Extract to read

------

SQL Server Performance - what it takes for a newbie DBA in resolving performance issues?

Published 05 February 08 01:57 AM | SQL Master 

SQL Server Performance Tuning, sounds familiar on a DBA perspective and though it sounds like an easy words but when you start analyzing the problem it is far deeper inside.

When you refer to the web resources such as forums/newsgroups then a common question will be fulfill of improving performance on a relatively busy production server. Increase performance means reduce the number of READS when a query is executed using TSQL and all it depends on the columns used in WHERE clause that should be SARGable. Using SQL Server techniques such as running PROFILER and make use of INdex Tuning Wizard (SQL2000) and Database Tuning Advisor (SQL2005) will have suggestions on the indexing strategy. So taking out the number of queries that are executed often on the server will help you, such as referred in these blog posts

At times I visit forums & newsgroups that will get more insight on problems that a user face on SQL Server arena, recently visitng SQL Server Central site forums and gone through this interesting and awesome explanation by a forum member, R.P.Rozema given much of insight for a User (beginner to Professional) to see what they can do in fine tuning a query performance.

------

Dataset content
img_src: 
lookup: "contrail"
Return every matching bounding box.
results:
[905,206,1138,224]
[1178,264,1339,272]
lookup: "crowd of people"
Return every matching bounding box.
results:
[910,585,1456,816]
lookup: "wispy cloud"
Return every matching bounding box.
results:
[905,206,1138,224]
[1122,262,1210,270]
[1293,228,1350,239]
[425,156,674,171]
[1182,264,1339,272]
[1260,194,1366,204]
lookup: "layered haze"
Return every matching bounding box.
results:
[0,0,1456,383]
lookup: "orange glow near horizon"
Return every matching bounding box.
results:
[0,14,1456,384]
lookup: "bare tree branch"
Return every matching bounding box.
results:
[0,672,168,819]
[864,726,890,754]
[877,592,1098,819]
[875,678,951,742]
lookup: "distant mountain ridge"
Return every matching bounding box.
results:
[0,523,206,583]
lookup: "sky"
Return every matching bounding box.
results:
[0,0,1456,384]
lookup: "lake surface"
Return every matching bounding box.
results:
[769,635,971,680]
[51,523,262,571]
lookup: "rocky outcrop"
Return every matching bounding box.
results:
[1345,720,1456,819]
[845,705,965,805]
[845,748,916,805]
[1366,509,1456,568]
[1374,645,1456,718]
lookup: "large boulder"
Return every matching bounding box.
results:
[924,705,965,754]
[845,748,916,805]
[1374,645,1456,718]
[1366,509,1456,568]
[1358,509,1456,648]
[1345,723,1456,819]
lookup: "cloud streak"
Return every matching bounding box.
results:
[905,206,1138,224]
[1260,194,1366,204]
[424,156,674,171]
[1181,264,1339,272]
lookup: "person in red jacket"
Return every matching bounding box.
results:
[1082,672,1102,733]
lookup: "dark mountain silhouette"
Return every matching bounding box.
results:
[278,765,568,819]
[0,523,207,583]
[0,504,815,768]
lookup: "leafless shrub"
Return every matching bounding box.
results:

------

Goals
1. Return, word for word, the part of the SQL Server performance post that opens with the words containing "SQL Server Performance Tuning, sounds" and closes with "far deeper inside.".
2. Carry the SQL Server performance post forward from its last sentence, writing what comes next in the same voice.

Task responses
1.
SQL Server Performance Tuning, sounds familiar on a DBA perspective and though it sounds like an easy words but when you start analyzing the problem it is far deeper inside.

2.
I fully agree that you should first identify the most called/heaviest queries in your database and concentrate mostly on optimising those. Your objectives can be any combination of: less cpu-load, less IO or improved concurrency, it just depends on where the bottleneck is for your application(s). Each of these objectives may need their own adjustments. But in any case you need to have a look at the T-SQL only after you've identified your poor performers first.

Of course it's best to always write your code with performance as one of your objectives. For this purpose I've compiled a non-extensive list with hints on how to get well performing T-SQL. The list was originally written with MS SQL 2000 in mind, though I'm sure most of this still holds for 2005. I think this list will help you too improving performance of your poor performers. I would like to invite more people to share their tips too and/or give comments on mine.

The list



Reduce the number of columns returned to a minimum



The less data needs to be retrieved, the more optimal the queries will be. Even better, try to reduce the columns fetched (not just the columns in the select clause add to this, also the where and join criteria must be included) to just columns from exactly one index. If a (partial) query can be answered by just reading an index, that will save the additional IO for reading the entire records from the table itself.


Avoid OR like the plague



Very often OR results in index or even table scans. Scans are bad for performance. Different approaches can be used to avoid using OR, ranging from using 'union all' and the use of nullif, isnull and such in join queries.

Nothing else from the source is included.